Point localization data:

-- Opening Marker --

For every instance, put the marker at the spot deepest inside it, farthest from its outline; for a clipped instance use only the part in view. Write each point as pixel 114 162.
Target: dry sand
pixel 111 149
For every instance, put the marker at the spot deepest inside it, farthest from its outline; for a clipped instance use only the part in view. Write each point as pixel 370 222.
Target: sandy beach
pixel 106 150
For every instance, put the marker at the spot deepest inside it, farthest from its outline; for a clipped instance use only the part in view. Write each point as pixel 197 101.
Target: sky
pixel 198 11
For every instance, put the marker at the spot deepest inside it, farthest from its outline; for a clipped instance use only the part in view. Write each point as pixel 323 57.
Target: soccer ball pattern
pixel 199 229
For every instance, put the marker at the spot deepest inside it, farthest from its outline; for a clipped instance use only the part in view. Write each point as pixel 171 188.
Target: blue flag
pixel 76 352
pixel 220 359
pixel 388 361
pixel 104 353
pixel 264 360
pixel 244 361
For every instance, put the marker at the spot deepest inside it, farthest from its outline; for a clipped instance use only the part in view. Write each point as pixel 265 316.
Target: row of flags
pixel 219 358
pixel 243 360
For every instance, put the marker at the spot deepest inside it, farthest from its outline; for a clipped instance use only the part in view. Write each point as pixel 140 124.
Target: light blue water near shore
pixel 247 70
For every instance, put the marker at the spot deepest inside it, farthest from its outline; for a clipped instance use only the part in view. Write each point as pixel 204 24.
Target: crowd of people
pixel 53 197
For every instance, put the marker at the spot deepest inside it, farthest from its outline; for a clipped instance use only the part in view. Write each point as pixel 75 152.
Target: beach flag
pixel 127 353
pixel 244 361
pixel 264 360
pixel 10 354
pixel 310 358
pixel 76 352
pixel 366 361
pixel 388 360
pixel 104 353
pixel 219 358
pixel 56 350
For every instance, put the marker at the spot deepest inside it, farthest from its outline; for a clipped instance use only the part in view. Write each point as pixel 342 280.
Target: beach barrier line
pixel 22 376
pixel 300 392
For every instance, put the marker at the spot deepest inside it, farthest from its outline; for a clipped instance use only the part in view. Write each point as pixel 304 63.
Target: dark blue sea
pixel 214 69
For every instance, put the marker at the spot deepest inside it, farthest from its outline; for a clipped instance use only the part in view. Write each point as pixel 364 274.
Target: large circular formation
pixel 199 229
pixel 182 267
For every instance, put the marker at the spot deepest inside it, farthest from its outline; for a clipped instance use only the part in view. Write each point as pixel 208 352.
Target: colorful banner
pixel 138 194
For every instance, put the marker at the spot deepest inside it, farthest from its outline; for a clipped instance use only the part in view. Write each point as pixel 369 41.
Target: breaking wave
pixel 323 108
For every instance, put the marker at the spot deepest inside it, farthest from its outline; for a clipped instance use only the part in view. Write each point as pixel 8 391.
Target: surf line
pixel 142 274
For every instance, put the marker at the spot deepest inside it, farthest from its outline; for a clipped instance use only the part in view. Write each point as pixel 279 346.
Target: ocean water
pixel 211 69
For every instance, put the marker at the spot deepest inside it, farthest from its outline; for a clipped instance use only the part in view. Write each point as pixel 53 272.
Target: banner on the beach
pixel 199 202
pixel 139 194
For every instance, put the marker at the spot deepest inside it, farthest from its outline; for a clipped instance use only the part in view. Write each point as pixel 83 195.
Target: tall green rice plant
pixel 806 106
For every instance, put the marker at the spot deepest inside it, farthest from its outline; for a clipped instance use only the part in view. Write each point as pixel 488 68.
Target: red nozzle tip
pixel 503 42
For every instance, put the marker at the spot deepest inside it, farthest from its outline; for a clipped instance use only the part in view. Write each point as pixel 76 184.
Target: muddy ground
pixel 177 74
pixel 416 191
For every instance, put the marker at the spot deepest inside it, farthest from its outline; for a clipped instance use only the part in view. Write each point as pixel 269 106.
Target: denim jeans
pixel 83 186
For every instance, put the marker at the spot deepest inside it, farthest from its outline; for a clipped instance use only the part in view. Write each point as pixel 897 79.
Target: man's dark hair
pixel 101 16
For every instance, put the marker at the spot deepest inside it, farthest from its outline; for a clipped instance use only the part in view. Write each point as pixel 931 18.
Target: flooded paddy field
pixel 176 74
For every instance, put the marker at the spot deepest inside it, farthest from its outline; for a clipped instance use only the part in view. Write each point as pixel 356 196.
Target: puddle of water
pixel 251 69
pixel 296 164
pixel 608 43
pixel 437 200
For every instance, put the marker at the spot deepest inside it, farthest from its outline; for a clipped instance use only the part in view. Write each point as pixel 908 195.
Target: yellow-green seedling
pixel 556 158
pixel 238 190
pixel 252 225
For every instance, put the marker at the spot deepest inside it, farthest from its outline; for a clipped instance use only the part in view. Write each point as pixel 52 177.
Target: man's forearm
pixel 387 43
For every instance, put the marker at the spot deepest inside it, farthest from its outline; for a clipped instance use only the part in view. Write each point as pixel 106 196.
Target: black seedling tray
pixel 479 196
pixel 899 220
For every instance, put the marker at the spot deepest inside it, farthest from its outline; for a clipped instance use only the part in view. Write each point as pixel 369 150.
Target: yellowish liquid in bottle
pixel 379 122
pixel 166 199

-- Closing Marker --
-- Opening Marker --

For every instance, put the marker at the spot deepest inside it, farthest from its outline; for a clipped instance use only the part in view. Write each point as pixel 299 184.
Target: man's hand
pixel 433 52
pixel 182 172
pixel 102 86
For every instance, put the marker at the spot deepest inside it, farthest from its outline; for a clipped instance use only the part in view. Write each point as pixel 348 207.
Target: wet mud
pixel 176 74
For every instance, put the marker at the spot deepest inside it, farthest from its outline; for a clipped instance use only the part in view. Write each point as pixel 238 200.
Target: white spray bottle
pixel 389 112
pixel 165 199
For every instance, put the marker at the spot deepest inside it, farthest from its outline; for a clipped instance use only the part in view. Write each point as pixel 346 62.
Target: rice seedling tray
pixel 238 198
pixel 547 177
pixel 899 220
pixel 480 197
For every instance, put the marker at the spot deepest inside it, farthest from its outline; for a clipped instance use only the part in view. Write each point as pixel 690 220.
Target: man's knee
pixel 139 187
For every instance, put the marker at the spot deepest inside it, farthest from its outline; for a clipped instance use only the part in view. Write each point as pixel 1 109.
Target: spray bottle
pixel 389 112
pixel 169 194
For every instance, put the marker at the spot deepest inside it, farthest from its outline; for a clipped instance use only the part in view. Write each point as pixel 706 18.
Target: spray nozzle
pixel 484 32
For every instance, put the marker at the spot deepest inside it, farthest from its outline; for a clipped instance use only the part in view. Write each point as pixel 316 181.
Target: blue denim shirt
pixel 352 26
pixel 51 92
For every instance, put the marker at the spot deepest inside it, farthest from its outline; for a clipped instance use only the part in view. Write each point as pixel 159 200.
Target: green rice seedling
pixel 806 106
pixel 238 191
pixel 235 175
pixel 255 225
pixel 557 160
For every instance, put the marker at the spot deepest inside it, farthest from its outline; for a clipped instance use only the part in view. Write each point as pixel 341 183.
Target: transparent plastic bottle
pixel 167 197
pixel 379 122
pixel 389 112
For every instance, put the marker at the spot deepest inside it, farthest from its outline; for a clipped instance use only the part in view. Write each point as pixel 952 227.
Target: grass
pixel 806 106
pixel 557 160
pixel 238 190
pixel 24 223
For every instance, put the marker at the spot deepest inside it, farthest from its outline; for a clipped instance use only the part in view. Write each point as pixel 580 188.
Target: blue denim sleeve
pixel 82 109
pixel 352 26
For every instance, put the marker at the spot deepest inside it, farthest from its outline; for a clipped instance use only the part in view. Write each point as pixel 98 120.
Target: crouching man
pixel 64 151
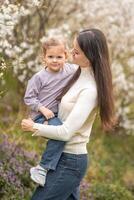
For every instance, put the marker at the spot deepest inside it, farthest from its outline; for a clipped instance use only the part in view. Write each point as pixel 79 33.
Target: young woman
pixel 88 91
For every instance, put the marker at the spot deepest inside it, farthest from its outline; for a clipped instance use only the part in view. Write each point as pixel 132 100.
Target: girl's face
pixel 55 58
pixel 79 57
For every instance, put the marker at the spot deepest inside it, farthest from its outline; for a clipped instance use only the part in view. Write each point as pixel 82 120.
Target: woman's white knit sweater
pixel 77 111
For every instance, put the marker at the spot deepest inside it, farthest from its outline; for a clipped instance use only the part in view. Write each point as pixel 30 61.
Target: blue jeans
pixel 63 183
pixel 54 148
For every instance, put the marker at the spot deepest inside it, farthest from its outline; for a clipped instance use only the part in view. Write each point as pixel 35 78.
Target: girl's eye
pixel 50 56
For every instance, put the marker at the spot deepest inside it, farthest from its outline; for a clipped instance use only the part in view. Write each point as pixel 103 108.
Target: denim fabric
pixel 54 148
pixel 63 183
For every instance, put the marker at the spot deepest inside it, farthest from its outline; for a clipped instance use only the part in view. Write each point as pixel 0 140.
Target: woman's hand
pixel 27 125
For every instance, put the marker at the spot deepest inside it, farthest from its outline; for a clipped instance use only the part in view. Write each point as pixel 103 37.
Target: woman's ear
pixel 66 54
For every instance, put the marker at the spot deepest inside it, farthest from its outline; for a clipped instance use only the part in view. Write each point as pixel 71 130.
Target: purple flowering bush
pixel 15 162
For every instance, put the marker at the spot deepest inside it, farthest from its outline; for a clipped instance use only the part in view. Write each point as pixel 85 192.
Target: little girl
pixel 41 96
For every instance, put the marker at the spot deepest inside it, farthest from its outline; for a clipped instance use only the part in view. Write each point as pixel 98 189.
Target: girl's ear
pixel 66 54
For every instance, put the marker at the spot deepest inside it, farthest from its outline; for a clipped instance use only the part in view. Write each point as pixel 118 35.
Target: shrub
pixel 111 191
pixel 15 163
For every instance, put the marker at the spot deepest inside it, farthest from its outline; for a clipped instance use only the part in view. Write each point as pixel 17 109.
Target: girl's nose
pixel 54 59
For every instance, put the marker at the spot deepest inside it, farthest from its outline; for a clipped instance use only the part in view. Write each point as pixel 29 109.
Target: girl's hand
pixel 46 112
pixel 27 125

-- Closing Marker --

* [ASSIGNMENT]: From the line that has "Target: sandy beach" through the line that has "pixel 323 57.", copy every line exactly as it appears above, and leave out all others.

* [EXERCISE OUTPUT]:
Target: sandy beach
pixel 106 150
For every instance, put the marker at the spot deepest inside it, farthest from its outline; for a clipped instance use only the part in view. Write each point as pixel 197 101.
Target: sky
pixel 198 11
For every instance, put the marker at the spot deepest inside it, farthest from its outline; for a clipped instance use only the part in view. Write each point as pixel 323 57.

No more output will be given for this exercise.